**What is asked:**
Answer these questions from the text on Friday magazine:
(a) Which company publishes the magazine?
(b) What expression is used for being featured in the magazine's candid, paparazzi-style coverage?
(c) What is the special supplementary issue called?

**Text extract:**
%%

Friday
- Categories: Photographs
- Frequency: Shūkan (weekly)
- First issue: 9 November 1984; 40 years ago
- Company: Kodansha
- Country: Japan
- Based in: Tokyo
- Language: Japanese
- Website: friday.kodansha.ne.jp

= Friday (magazine) =

Japanese weekly magazine

Friday (フライデー, Furaidē) is a Japanese weekly magazine that contains celebrity gossip, politics, news, and simply. It is published by Kodansha. New issues are released every Friday, hence the name.

==History==
Friday was launched on 9 November 1984. The magazine is best known for its candid, paparazzi-style photographs of celebrities and politicians, accompanied by often scandalous rumors of their private lives. Such coverage is considered too risqué for daily newspapers. To be featured in Friday in this way is sometimes referred to as "Getting Fridayed" Friday Sareru (フライデーされる).

A special supplementary issue called Friday Dynamite is published several times a year.

%%

Coordinate annotation entries

%%

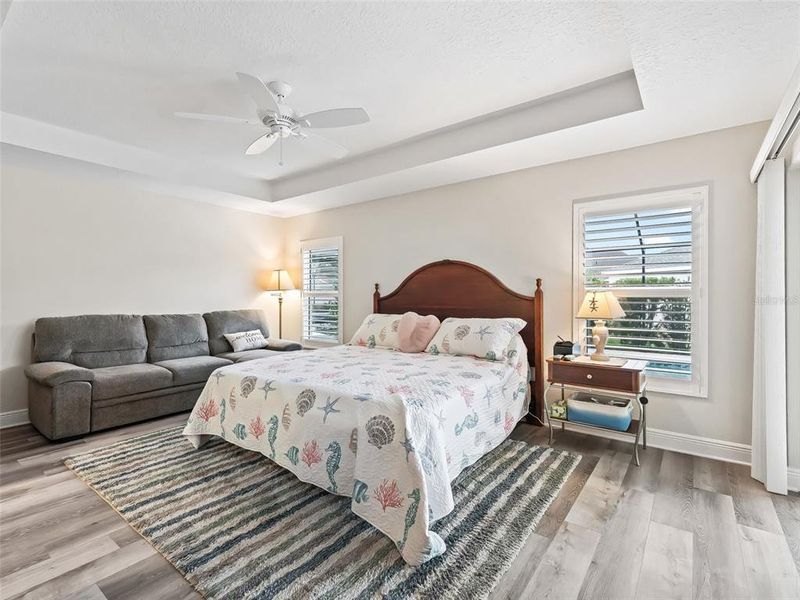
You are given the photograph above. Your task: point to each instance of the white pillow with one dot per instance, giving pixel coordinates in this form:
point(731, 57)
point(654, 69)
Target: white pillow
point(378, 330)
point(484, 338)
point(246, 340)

%%
%%

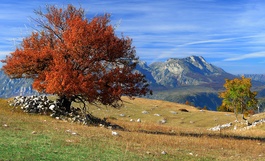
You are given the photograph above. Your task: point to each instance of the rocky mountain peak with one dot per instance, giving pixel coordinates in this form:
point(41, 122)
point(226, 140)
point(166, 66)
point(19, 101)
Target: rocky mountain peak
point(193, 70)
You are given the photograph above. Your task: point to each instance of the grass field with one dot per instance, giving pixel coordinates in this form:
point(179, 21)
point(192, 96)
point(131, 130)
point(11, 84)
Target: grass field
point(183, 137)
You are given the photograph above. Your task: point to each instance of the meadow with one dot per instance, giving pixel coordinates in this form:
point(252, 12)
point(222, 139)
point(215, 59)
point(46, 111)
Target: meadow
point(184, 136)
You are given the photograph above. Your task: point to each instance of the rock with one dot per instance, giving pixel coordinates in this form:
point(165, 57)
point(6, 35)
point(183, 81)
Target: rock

%%
%%

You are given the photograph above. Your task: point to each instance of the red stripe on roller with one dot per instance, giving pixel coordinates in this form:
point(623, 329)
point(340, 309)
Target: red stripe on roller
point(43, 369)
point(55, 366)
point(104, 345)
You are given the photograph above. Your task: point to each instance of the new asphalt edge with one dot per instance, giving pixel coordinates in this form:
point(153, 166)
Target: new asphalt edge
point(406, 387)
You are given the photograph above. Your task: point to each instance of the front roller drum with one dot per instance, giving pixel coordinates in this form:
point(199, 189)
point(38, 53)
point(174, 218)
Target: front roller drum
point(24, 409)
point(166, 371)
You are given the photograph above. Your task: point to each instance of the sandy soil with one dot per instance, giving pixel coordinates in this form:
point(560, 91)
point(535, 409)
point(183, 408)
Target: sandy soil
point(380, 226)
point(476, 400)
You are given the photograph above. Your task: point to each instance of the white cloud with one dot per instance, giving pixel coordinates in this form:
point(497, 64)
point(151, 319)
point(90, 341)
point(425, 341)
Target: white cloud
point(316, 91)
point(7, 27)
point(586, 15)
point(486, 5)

%%

**Task solution:**
(a) Kodansha
(b) "Getting Fridayed" (Friday Sareru)
(c) Friday Dynamite